Stored dataset items:
++++

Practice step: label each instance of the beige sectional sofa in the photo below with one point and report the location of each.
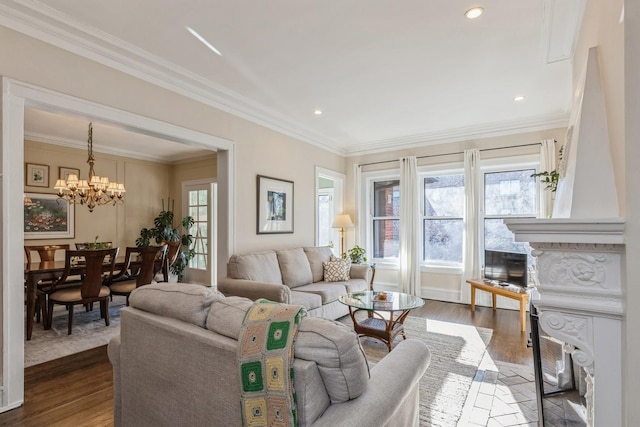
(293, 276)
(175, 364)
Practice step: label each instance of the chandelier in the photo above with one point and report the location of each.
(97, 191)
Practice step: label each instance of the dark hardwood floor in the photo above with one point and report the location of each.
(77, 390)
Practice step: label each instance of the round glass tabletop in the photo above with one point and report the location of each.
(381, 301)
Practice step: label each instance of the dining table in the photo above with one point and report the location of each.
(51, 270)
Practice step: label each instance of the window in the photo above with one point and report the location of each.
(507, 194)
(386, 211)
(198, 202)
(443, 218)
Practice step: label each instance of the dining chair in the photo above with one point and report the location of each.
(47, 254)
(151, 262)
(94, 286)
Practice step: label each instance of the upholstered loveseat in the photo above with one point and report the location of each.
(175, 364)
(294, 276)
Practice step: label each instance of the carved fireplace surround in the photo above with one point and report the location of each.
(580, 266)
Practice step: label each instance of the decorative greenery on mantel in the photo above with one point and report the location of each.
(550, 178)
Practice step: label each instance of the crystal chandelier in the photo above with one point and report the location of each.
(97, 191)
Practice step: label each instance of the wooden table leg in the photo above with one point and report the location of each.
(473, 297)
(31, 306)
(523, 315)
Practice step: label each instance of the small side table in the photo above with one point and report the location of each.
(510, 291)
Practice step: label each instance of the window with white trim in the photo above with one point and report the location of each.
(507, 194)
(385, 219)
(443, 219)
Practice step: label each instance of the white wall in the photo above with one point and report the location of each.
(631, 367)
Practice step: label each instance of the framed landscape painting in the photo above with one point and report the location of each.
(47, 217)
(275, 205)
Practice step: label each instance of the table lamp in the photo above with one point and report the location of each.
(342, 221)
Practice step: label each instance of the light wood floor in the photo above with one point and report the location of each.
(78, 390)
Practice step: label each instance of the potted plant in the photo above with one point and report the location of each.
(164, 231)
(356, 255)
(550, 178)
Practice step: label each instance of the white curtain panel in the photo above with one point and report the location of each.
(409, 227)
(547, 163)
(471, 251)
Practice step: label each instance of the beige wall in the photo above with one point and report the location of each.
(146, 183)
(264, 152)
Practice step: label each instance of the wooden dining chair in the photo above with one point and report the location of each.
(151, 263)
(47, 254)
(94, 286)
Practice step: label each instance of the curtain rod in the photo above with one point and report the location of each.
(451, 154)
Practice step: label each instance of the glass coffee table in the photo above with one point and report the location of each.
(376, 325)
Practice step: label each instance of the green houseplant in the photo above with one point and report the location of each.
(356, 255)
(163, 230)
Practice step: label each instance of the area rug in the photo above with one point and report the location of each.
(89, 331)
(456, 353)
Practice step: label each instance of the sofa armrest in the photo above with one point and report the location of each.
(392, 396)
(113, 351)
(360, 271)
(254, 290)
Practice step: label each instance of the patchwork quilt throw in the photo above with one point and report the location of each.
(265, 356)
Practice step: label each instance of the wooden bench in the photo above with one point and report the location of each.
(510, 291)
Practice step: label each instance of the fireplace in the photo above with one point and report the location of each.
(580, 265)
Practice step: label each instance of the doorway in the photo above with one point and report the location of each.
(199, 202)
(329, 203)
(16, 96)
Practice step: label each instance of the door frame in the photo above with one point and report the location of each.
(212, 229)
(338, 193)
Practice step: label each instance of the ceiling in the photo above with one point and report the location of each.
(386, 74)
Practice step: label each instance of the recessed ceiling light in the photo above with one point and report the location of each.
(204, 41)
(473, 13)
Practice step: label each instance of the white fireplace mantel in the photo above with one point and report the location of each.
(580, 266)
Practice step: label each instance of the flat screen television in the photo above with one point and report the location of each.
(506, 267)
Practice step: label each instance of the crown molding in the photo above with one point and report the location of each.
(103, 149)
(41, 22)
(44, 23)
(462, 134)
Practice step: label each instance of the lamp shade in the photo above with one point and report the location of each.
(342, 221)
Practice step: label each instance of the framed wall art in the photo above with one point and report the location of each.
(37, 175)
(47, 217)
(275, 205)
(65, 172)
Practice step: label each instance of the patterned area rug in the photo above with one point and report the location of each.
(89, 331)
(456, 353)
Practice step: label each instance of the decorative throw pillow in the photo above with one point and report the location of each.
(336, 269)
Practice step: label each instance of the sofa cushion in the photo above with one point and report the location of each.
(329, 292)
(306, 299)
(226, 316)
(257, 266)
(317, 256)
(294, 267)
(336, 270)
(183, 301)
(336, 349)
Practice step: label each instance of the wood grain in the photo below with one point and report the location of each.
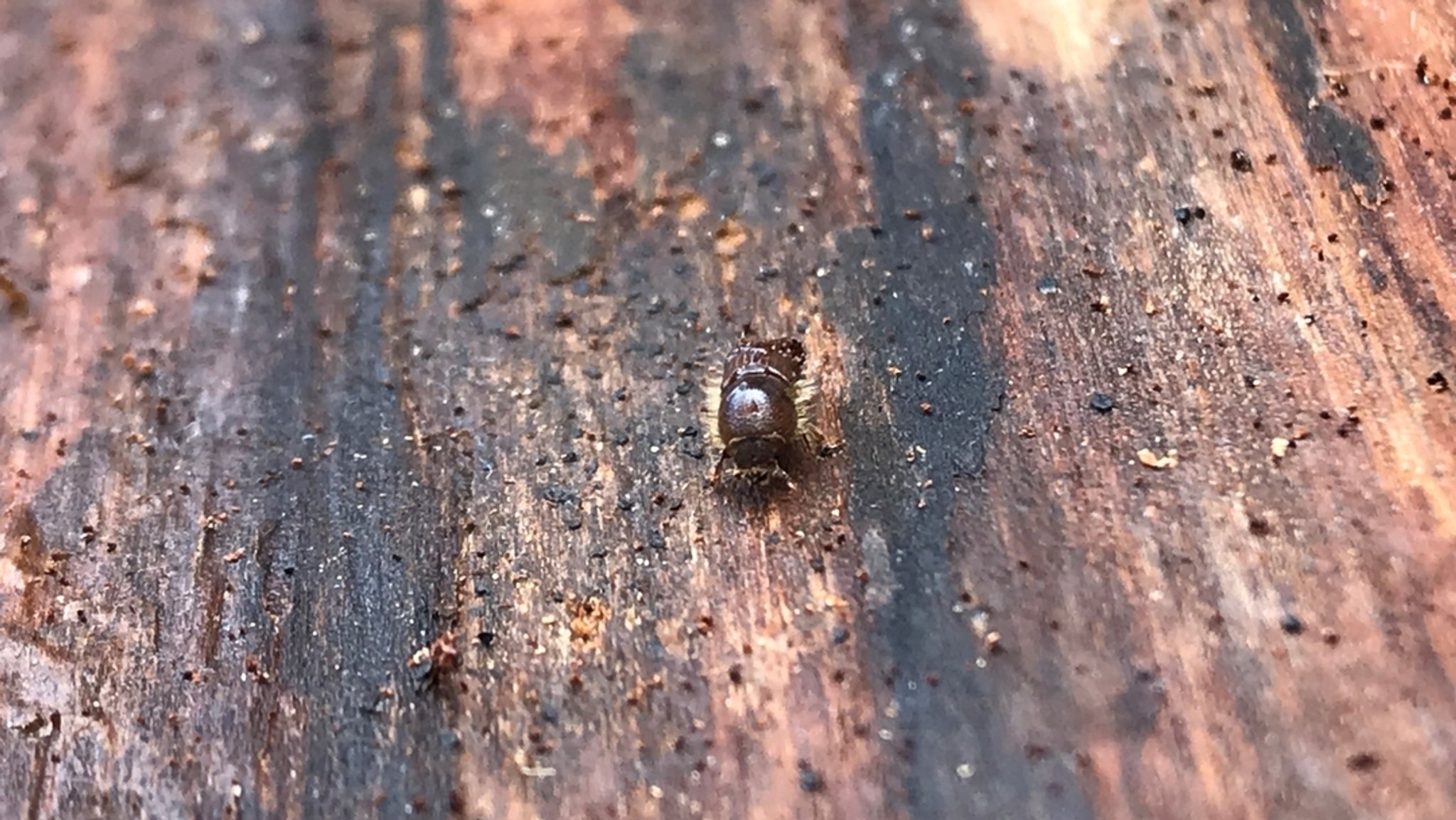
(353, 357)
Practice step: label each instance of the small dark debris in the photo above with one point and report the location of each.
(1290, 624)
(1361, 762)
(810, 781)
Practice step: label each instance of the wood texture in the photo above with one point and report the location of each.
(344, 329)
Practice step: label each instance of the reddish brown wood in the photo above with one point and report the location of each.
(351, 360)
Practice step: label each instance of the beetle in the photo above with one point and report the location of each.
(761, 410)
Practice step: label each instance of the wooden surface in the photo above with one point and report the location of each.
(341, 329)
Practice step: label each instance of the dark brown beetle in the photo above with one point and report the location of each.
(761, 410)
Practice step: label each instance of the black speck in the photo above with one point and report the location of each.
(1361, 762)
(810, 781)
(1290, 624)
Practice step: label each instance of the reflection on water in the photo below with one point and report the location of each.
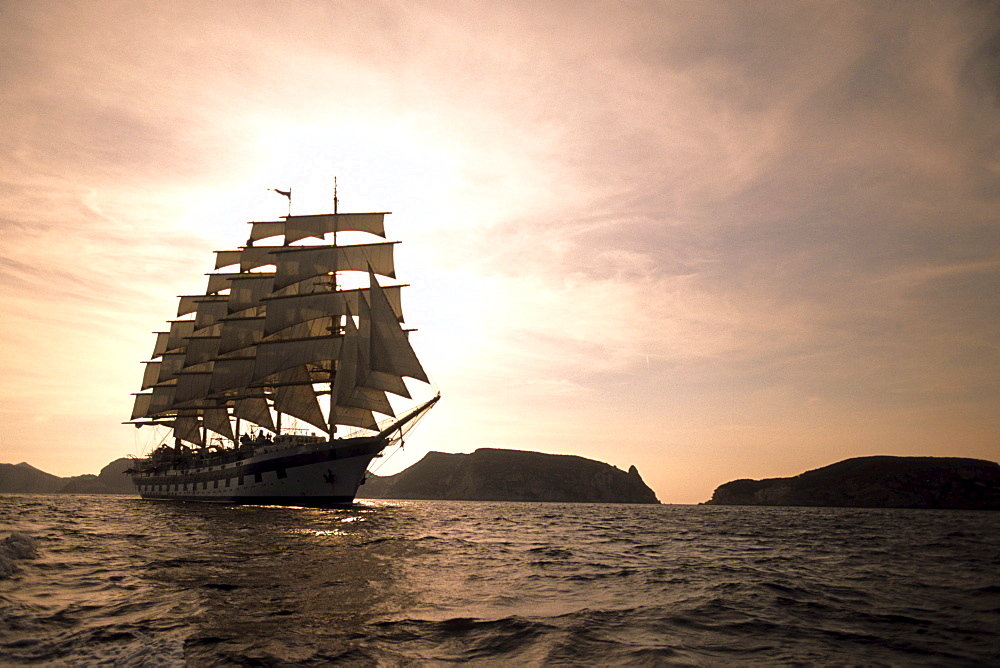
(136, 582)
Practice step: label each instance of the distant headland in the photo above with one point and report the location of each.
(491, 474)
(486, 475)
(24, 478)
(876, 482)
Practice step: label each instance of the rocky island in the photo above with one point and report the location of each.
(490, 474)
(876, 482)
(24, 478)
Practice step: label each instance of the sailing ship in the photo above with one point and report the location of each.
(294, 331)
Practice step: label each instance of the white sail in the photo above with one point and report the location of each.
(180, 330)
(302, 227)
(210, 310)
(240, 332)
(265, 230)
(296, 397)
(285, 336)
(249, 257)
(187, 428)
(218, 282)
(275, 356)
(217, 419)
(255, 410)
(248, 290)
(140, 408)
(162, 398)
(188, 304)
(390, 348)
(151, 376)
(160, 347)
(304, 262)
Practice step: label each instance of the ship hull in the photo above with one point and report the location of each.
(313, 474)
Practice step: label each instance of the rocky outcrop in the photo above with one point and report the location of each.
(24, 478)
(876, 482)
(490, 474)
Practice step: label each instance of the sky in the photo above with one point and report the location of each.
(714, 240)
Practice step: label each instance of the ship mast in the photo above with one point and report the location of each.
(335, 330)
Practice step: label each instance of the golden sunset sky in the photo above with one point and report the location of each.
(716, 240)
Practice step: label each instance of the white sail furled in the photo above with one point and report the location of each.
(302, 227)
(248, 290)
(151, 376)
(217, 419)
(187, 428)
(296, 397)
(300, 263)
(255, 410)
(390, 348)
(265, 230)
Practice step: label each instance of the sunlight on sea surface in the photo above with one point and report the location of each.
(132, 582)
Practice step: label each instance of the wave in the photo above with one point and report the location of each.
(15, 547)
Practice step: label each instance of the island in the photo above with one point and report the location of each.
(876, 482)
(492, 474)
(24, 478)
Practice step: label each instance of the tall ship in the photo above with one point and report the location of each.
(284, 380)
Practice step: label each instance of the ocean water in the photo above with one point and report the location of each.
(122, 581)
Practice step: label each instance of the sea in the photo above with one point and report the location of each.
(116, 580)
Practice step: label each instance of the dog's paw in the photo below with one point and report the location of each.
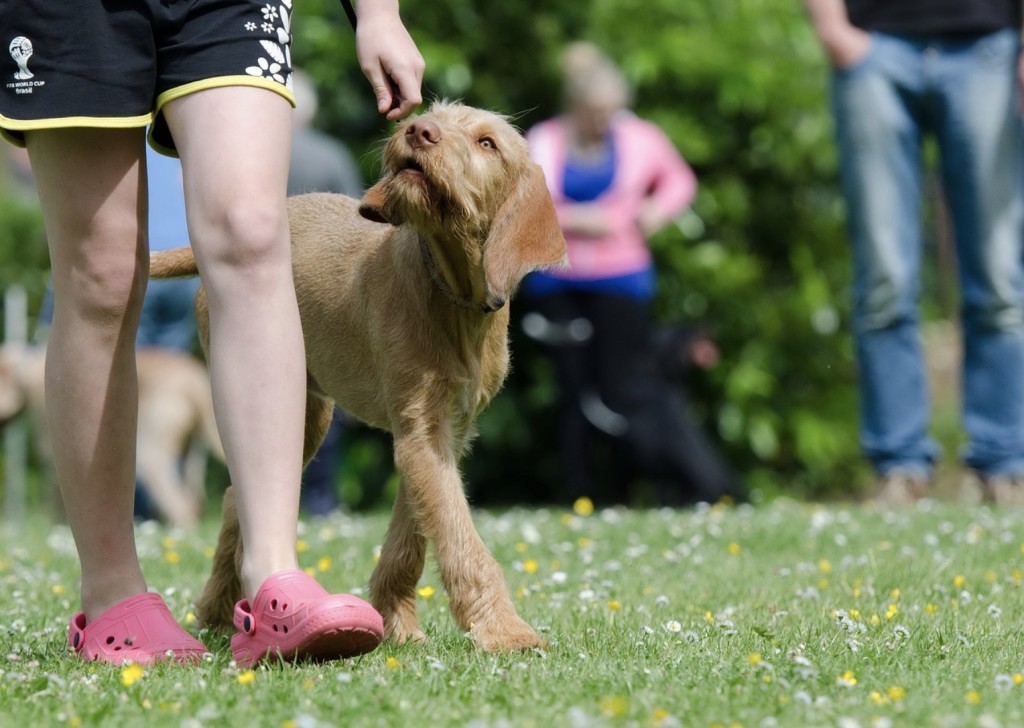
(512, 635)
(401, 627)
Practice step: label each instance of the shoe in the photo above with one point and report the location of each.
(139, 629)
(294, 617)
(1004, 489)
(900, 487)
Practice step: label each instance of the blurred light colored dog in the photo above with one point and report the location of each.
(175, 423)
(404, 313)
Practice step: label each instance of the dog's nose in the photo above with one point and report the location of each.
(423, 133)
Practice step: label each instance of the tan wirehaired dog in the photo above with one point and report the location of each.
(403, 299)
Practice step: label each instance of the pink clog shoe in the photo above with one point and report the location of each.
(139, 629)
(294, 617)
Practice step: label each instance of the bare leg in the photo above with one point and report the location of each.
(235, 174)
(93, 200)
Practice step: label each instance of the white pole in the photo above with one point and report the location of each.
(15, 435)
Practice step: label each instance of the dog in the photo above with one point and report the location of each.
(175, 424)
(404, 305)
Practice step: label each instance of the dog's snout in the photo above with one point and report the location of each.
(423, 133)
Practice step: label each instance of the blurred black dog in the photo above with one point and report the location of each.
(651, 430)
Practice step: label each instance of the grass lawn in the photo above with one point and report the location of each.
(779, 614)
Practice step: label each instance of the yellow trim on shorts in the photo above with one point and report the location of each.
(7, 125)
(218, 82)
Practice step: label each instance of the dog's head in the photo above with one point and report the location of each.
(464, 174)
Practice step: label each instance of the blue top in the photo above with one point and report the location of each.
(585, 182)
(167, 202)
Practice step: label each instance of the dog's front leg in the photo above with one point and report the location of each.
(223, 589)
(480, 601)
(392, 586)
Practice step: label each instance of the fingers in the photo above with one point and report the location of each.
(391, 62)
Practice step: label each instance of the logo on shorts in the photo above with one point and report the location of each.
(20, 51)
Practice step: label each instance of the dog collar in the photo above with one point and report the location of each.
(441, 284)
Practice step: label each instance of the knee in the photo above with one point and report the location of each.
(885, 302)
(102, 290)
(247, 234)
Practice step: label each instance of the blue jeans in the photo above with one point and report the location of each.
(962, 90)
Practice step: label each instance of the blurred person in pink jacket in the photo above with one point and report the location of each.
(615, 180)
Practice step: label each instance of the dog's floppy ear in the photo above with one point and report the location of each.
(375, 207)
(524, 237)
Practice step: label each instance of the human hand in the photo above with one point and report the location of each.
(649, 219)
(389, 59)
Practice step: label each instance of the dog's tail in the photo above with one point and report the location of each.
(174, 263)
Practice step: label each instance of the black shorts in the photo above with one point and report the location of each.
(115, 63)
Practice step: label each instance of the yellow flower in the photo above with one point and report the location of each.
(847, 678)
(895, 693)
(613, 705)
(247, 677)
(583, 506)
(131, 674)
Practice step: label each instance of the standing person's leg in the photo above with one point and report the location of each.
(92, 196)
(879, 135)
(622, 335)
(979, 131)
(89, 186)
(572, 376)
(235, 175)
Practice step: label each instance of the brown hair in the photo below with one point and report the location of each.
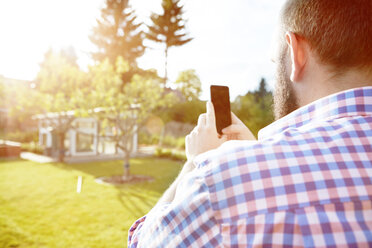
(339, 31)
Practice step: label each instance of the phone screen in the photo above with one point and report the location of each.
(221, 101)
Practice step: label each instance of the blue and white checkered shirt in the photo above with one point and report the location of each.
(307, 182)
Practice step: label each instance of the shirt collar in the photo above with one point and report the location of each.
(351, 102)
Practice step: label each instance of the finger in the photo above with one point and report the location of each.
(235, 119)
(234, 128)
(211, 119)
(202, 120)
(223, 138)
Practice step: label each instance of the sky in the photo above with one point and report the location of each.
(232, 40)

++++

DIRECTIVE:
With the line containing "Practice step: label each instance of the blue and" as the first and the last line of the records as the final one, print exactly the lines in that span.

FINAL RESULT:
Practice step: label each instance of the blue and white checkered shirt in the photo above with one point and report the location of each.
(307, 182)
Practice step: label each instance of the shirt collar in the photo above with one point and report the location of each.
(351, 102)
Practice step: label each instance of the finger in the photo above with one point and report the location of each.
(235, 119)
(234, 128)
(211, 119)
(202, 120)
(223, 138)
Practice step: label each instance of the sky in the photo above with one point and report the location of each.
(232, 40)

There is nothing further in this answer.